Task requirements =>
1. Reproduce word for word the part of the testicular cancer account starting at "What the avoidance" and ending at "nearly three months.".
2. Write the next part of the testicular cancer account, picking up right after its last sentence.

##### Text section #####

A month before my 25th birthday I was diagnosed with testicular cancer.
I was just a few years out of university, and cancer was the last thing I thought I would have to deal with in my mid twenties. In the two years before my diagnosis I had developed a dull pain in one testicle that would come and go for no apparent reason. I read and researched, convincing myself that this was all due to some benign cause, and that there was no need for me to talk to anyone or see my doctor.
What the avoidance really boiled down to was embarrassment. This was something that I felt embarrassed and ashamed to talk about, and it took two years before I finally worked up the courage to see my doctor. An exam by my doctor didn’t turn up anything obvious, so I was sent for an ultrasound. This was also something that caused me a good deal of anxiety, so I put it off for nearly three months.
After finally working up the courage to get the ultrasound done, it took only a day before my doctor called to let me know that the test had found a “mass”. Being in the medical field myself, I knew what this likely meant. A week later I was meeting with my surgeon and urologist who still follows me today. Even though I knew it was like coming, the world felt like it stopped the first time I was told that I had “cancer”; I felt physically sick. In the weeks following, time felt like it was moving in slow motion. Sleeping became difficult, and doing even simple things like eating meals and cleaning the apartment felt like monumental tasks.

##### The data #####

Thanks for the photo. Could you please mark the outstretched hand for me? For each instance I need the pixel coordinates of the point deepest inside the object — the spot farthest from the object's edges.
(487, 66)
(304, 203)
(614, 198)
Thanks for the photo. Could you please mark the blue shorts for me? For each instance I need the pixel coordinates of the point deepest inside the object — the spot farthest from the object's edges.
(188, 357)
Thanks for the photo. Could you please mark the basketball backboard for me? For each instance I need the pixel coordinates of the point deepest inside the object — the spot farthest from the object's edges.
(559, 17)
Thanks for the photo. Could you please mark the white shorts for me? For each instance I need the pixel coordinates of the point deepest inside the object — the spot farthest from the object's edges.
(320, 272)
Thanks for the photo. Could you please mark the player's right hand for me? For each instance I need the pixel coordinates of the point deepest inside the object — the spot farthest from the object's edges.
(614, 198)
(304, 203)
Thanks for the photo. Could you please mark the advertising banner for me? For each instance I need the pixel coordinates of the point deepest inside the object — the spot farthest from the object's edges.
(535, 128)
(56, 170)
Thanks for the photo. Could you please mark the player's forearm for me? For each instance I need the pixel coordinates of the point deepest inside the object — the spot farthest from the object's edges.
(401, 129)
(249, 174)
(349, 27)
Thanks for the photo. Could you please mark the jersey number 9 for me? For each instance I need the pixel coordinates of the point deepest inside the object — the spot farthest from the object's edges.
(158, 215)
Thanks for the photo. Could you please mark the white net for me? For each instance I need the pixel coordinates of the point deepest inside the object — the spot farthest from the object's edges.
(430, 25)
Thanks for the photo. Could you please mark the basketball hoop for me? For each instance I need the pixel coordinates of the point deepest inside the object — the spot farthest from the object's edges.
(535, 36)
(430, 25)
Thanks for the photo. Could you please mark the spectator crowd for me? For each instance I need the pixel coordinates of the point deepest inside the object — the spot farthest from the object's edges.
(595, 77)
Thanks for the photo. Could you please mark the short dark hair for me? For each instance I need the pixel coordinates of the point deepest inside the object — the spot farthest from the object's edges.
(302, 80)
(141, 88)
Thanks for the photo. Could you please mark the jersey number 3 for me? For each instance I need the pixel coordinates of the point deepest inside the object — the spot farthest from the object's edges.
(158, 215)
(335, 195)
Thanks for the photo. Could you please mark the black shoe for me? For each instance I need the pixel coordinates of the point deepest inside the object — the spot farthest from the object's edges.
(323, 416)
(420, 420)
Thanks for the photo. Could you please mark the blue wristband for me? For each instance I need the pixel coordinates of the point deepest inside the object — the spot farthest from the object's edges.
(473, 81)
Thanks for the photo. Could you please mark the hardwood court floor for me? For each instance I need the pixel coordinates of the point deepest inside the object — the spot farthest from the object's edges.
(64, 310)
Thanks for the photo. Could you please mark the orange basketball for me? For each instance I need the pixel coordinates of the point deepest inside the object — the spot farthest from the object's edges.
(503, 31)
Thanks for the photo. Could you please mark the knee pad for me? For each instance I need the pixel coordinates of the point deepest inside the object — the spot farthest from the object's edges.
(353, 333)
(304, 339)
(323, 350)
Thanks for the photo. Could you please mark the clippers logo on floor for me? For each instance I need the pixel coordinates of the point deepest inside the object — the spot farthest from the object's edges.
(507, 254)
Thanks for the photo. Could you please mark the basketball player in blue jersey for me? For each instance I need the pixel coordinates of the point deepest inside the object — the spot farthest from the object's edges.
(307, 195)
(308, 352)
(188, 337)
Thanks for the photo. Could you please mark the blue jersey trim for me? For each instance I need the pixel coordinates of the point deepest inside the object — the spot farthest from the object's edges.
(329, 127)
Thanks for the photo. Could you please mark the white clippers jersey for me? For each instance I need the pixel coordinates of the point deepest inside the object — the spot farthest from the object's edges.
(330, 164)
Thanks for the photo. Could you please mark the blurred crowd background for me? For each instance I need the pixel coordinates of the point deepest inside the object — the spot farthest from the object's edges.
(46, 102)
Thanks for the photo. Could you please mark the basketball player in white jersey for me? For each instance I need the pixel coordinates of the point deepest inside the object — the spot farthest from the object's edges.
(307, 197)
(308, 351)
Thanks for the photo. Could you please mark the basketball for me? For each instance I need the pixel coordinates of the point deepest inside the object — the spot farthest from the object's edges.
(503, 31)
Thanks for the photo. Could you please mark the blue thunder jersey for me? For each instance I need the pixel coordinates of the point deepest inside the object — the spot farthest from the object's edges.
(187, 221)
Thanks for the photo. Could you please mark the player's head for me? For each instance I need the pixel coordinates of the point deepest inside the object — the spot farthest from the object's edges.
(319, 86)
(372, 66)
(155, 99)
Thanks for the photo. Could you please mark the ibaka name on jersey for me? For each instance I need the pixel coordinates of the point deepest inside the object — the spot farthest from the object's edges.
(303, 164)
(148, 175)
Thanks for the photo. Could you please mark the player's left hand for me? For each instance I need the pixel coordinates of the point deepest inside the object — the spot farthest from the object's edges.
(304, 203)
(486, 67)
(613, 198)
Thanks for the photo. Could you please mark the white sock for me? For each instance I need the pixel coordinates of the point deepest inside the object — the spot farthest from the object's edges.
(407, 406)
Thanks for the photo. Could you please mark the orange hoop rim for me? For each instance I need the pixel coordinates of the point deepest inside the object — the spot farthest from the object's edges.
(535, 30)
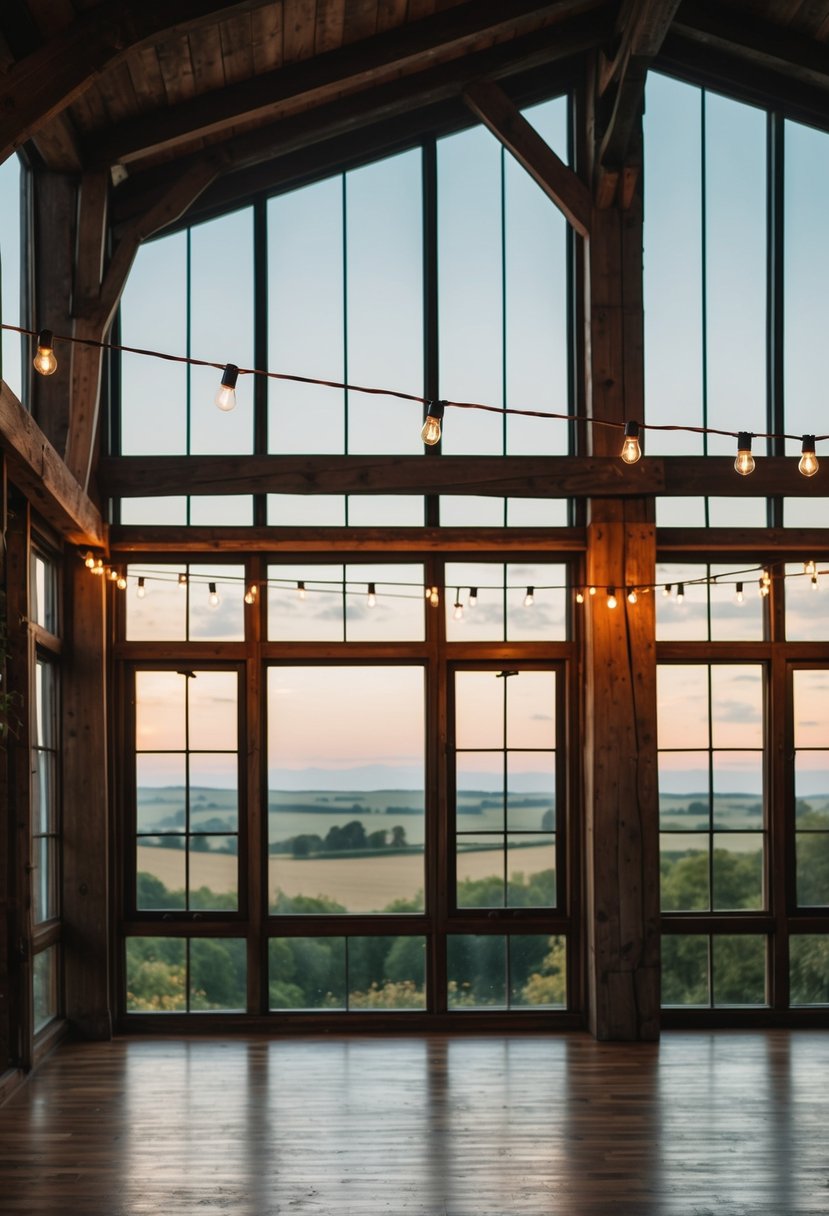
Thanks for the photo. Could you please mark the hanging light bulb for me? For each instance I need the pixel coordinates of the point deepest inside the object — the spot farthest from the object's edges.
(744, 462)
(430, 431)
(808, 461)
(225, 398)
(45, 361)
(631, 450)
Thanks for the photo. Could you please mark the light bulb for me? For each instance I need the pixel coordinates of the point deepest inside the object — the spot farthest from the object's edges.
(808, 461)
(430, 431)
(744, 462)
(225, 397)
(45, 361)
(631, 450)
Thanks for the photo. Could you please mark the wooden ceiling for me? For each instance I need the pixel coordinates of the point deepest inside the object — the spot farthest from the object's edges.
(131, 85)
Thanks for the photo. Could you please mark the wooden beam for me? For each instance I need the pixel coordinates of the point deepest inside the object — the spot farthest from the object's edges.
(557, 179)
(38, 471)
(49, 79)
(551, 477)
(159, 539)
(371, 62)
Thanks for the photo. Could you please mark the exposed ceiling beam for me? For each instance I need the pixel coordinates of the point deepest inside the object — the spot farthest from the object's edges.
(547, 169)
(536, 477)
(447, 35)
(38, 471)
(45, 82)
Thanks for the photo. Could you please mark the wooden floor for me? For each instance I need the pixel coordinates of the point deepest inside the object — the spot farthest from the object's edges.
(733, 1124)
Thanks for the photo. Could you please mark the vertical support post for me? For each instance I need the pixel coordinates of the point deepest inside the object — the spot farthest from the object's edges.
(85, 816)
(621, 804)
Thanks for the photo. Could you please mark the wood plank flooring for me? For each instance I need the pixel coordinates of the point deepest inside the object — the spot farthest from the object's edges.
(728, 1122)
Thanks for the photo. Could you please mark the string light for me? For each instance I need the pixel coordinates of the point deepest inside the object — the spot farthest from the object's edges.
(45, 361)
(808, 461)
(225, 398)
(631, 449)
(744, 462)
(430, 431)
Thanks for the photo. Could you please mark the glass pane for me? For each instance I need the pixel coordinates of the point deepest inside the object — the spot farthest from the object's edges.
(384, 274)
(306, 973)
(531, 870)
(213, 714)
(683, 791)
(812, 851)
(156, 606)
(806, 602)
(345, 788)
(684, 969)
(213, 873)
(305, 603)
(156, 975)
(537, 972)
(159, 710)
(738, 871)
(398, 609)
(387, 973)
(479, 801)
(738, 964)
(808, 968)
(477, 970)
(737, 707)
(44, 988)
(531, 791)
(216, 615)
(218, 975)
(684, 872)
(682, 694)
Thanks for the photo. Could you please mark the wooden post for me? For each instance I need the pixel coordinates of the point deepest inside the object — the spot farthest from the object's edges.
(85, 823)
(621, 804)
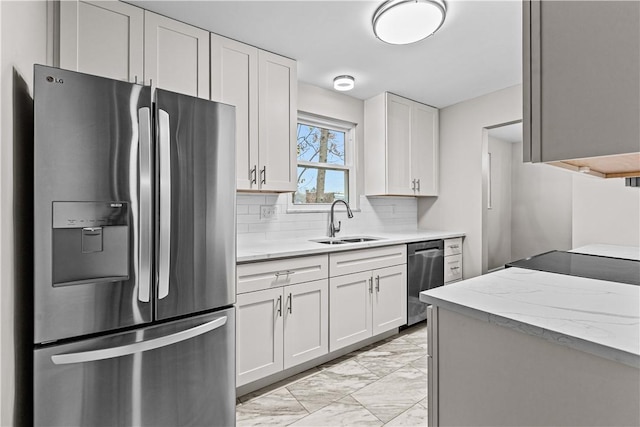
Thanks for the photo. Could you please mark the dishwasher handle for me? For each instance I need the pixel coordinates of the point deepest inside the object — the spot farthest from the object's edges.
(413, 248)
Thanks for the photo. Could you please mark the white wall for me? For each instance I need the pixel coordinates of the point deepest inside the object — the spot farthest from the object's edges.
(375, 214)
(499, 216)
(459, 206)
(24, 42)
(542, 207)
(605, 211)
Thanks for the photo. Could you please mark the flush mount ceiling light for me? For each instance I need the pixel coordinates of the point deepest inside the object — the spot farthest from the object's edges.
(344, 83)
(408, 21)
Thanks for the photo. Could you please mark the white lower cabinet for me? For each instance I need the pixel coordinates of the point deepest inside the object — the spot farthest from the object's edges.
(452, 260)
(280, 328)
(369, 302)
(259, 335)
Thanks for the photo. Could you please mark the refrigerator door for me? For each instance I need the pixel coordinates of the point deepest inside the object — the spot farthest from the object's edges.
(196, 250)
(180, 373)
(93, 204)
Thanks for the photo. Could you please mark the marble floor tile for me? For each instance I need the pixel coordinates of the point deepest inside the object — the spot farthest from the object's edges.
(331, 384)
(384, 382)
(414, 416)
(390, 356)
(275, 386)
(344, 412)
(420, 364)
(393, 394)
(279, 408)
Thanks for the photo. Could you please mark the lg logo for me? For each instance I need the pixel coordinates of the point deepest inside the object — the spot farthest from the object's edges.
(51, 79)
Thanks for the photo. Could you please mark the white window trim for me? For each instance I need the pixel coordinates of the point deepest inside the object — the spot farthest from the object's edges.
(350, 163)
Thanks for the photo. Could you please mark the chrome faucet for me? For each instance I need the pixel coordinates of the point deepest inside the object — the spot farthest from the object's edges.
(332, 228)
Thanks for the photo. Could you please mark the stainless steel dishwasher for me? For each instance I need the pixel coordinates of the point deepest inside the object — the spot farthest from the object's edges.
(425, 270)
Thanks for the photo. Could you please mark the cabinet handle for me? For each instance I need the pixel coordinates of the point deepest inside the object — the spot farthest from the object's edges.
(279, 310)
(284, 273)
(263, 175)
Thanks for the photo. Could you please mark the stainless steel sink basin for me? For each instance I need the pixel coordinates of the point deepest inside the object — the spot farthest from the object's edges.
(343, 240)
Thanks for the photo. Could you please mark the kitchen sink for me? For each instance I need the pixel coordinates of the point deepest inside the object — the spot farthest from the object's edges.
(329, 241)
(340, 241)
(359, 239)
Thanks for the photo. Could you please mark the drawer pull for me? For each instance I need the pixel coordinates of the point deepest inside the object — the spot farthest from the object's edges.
(284, 273)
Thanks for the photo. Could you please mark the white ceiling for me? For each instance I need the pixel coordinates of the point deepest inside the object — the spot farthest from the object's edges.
(508, 133)
(477, 51)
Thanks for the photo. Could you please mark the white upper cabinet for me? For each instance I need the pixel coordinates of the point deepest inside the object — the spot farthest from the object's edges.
(263, 87)
(234, 80)
(119, 41)
(176, 56)
(103, 38)
(401, 147)
(277, 104)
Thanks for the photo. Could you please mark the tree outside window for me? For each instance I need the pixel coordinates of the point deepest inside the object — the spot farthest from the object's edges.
(323, 166)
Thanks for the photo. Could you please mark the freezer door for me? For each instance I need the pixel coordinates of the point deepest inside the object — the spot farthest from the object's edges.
(180, 373)
(93, 204)
(196, 204)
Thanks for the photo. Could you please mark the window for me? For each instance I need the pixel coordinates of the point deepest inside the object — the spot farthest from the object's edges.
(325, 161)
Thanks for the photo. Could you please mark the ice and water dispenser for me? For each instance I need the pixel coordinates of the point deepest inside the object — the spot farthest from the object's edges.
(90, 242)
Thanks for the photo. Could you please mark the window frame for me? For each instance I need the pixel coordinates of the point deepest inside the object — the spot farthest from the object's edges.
(350, 154)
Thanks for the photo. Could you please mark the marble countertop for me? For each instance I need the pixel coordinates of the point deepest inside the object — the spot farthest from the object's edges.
(595, 316)
(270, 249)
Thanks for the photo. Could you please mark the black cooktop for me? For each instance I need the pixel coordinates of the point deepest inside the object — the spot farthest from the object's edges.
(583, 265)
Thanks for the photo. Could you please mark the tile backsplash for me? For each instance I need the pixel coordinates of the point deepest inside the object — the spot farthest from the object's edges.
(265, 217)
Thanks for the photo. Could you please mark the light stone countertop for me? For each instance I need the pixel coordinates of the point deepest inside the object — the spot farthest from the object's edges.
(271, 249)
(595, 316)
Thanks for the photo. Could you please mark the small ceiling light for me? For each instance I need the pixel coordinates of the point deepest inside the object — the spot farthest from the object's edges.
(408, 21)
(344, 83)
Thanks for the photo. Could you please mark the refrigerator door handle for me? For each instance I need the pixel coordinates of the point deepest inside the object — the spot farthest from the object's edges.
(164, 252)
(138, 347)
(146, 202)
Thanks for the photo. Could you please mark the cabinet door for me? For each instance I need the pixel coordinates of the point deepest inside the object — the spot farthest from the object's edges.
(258, 335)
(104, 38)
(176, 56)
(234, 80)
(584, 59)
(306, 322)
(424, 149)
(277, 156)
(399, 175)
(349, 309)
(389, 298)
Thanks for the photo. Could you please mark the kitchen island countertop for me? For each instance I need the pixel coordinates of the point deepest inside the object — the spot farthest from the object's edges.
(595, 316)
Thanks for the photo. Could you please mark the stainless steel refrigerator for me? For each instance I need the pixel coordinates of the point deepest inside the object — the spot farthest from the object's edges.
(134, 232)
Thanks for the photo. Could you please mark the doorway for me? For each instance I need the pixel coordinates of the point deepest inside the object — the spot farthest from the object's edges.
(527, 207)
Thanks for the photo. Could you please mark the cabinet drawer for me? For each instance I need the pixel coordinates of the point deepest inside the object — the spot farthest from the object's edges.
(366, 259)
(452, 268)
(272, 274)
(453, 246)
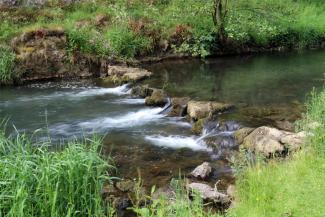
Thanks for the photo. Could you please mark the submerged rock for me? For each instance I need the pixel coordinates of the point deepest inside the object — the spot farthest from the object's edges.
(142, 91)
(240, 134)
(285, 125)
(269, 141)
(157, 98)
(208, 193)
(202, 171)
(202, 109)
(125, 185)
(166, 192)
(179, 106)
(293, 141)
(124, 74)
(264, 140)
(198, 126)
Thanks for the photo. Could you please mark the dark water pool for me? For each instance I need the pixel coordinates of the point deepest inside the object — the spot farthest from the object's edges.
(264, 88)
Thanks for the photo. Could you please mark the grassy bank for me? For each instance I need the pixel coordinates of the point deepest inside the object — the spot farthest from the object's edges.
(291, 187)
(37, 182)
(126, 29)
(140, 28)
(294, 187)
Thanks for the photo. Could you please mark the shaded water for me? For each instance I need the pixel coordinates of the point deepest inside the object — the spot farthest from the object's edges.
(264, 88)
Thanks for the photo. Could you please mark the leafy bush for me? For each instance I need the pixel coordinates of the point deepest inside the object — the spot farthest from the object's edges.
(7, 58)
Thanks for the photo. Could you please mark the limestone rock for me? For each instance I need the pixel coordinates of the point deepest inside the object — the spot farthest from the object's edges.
(264, 140)
(208, 193)
(142, 91)
(293, 141)
(157, 98)
(123, 74)
(285, 125)
(179, 106)
(198, 126)
(269, 141)
(41, 54)
(101, 20)
(125, 185)
(231, 190)
(242, 133)
(202, 171)
(202, 109)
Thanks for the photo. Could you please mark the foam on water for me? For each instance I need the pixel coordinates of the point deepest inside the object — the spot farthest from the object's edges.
(177, 142)
(130, 101)
(128, 120)
(78, 93)
(120, 90)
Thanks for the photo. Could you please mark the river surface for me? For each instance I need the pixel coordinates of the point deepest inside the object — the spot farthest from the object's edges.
(264, 88)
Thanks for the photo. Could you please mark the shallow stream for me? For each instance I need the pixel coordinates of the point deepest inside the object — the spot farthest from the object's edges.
(264, 88)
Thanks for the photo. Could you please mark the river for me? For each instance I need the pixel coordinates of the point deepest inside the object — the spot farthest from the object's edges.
(265, 88)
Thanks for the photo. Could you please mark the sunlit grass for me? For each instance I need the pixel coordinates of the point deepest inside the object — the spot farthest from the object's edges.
(37, 182)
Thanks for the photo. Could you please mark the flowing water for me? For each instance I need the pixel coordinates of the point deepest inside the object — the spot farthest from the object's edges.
(263, 87)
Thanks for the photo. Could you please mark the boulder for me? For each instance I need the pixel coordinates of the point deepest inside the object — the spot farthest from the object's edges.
(231, 190)
(179, 106)
(202, 109)
(285, 125)
(166, 192)
(124, 74)
(202, 171)
(41, 54)
(125, 185)
(101, 20)
(269, 141)
(198, 126)
(221, 145)
(142, 91)
(293, 141)
(208, 193)
(264, 140)
(240, 134)
(157, 98)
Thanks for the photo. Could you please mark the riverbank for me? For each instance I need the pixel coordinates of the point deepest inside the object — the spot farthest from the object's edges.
(291, 186)
(90, 34)
(36, 181)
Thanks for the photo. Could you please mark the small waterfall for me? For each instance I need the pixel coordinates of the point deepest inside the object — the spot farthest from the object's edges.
(130, 101)
(120, 90)
(167, 107)
(176, 142)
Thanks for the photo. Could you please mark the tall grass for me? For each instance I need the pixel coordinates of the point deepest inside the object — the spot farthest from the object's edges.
(7, 58)
(249, 23)
(37, 182)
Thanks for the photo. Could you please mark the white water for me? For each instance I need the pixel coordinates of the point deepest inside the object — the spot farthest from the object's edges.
(176, 142)
(130, 119)
(77, 94)
(130, 101)
(120, 90)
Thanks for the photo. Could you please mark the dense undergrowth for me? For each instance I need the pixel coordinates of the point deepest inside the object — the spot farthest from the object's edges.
(37, 182)
(7, 58)
(140, 28)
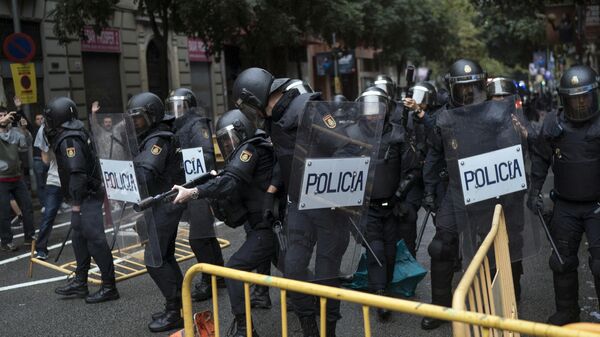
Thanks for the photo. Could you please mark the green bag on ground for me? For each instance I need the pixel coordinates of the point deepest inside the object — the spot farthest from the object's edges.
(407, 273)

#####

Expected outputs =>
1.
What the avoidance really boiled down to was embarrassment. This was something that I felt embarrassed and ashamed to talk about, and it took two years before I finally worked up the courage to see my doctor. An exam by my doctor didn’t turn up anything obvious, so I was sent for an ultrasound. This was also something that caused me a good deal of anxiety, so I put it off for nearly three months.

2.
After a month of waiting, I underwent a very successful surgery that removed my right testicle and the tumor it contained. It turned out I had an early stage Leydig Cell Tumor (a rare type of tumor that makes up 1-3% of testicular cancers). They are usually slow growing, however in cases where they have spread there is generally little response to either chemotherapy or radiation. I got extremely lucky. Two years is more than enough time for most cancers (if left unchecked) to progress to an advanced or terminal stage. Coming to grips with the fact that my embarrassment and hesitation to see my doctor could potentially cost me my life was crushing, and is still something that I struggle to accept.
Don’t let luck decide what your outcome is. Listen to your body and trust your gut. Even if you’re not sure something is wrong, make that appointment and play it safe. That first check up or test can be uncomfortable, but early detection in testicular (and other) cancers can make a life or death difference to your prognosis.
There’s still a lot of stigma surrounding men’s health, but it’s stigma that we can break down. By starting conversations and taking ownership of your health, you’re setting a powerful example for other men out there who may be going through struggles of their own. Take care of yourself, get help when you need it, and be there for the guys in your life when they need you.